* [Textausschnitt]:
Für Bundesinnenminister Thomas de Maizière (CDU) war die Vorstellung der Polizeilichen Kriminalstatistik eine Premiere, schließlich ist er erst seit Herbst im Amt. Sein Resümee der Sicherheitslage in Deutschland schloss sich aber nahtlos an das seiner Vorgänger Wolfgang Schäuble (CDU) und Otto Schily an. "Die subjektive Wahrnehmung der Sicherheitssituation ist schlechter als die objektive Lage. Das ist immer so", fasste der Minister das Empfinden der Bürger über die Entwicklung der Kriminalität und die statistischen Wahrheiten zusammen. Denn insgesamt ist die Zahl der registrierten Straftaten gesunken, auch, wenngleich nur leicht, bei der von den Bürgern besonders gefürchteten Gewaltkriminalität.

* [Anweisungen]:
a) Übersetze aus dem Textausschnitt zur Kriminalstatistik den Satz „Denn insgesamt ist die Zahl der registrierten Straftaten gesunken, auch, wenngleich nur leicht, bei der von den Bürgern besonders gefürchteten Gewaltkriminalität.“ ins Englische.
b) Ändere die Auflistung, beginnend mit ihrem Anfang und endend mit der Zeile, die „column 82, row 59“ enthält: Ersetze dort „drop a marker on every instance“ durch „place a marker on each instance“ und gib nur diese Zeilen sonst unverändert wieder. Lass die Bilder dabei weg.

* [Zu bearbeitendes Material]:
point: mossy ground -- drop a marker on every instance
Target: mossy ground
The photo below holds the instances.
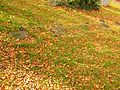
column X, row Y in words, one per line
column 85, row 57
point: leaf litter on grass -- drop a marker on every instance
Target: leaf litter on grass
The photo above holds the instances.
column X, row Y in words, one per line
column 82, row 59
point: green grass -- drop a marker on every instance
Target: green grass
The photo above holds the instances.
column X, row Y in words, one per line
column 83, row 58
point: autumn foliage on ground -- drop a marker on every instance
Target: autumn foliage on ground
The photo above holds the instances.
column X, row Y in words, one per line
column 46, row 47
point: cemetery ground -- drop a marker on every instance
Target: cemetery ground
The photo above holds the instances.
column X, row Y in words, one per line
column 43, row 47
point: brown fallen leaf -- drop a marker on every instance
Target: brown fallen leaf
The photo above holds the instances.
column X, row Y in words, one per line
column 2, row 87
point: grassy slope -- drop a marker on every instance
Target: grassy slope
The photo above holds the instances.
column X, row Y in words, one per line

* [Ergebnisse]:
a) For overall, the number of recorded offenses has fallen, including, albeit only slightly, in the violent crime that citizens particularly fear.

b)
point: mossy ground -- place a marker on each instance
Target: mossy ground
The photo below holds the instances.
column X, row Y in words, one per line
column 85, row 57
point: leaf litter on grass -- place a marker on each instance
Target: leaf litter on grass
The photo above holds the instances.
column X, row Y in words, one per line
column 82, row 59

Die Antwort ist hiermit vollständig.